**Short task**: Reproduce verbatim the lines from the one containing "target: **blue polo shirt**" up to and including the one containing "M 188 72 L 191".

**Records for the task**:
++++++++++++++++++++

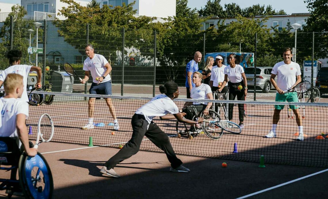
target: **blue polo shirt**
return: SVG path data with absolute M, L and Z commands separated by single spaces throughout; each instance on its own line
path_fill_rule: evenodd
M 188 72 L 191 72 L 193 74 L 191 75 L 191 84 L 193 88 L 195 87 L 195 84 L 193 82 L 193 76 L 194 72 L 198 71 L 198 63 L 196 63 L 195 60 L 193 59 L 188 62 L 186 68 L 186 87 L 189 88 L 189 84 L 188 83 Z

++++++++++++++++++++

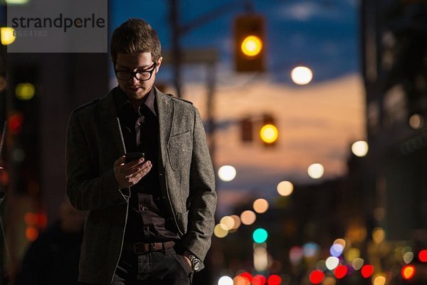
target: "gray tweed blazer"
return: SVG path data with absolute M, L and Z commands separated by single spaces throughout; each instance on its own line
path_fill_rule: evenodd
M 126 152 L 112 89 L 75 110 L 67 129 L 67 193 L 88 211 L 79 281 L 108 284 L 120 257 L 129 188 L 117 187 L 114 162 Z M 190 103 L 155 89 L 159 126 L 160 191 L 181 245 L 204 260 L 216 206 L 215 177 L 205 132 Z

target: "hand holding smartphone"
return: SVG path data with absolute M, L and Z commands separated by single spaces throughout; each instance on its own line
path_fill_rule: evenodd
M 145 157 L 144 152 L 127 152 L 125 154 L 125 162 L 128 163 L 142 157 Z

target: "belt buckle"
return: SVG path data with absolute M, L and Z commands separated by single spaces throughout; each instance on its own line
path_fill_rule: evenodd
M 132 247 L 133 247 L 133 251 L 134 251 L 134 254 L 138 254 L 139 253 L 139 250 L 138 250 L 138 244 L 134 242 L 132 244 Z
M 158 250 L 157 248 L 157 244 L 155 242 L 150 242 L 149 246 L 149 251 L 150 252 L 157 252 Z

++++++++++++++++++++

**Result for this task**:
target: **blue polo shirt**
return: SVG path data with absolute M, L and Z commands separated by single spaces throughout; each instance on its own line
path_fill_rule: evenodd
M 188 72 L 191 72 L 193 74 L 191 75 L 191 84 L 193 88 L 195 87 L 195 84 L 193 82 L 193 76 L 194 72 L 198 71 L 198 63 L 196 63 L 195 60 L 193 59 L 188 62 L 186 68 L 186 87 L 189 88 L 189 84 L 188 83 Z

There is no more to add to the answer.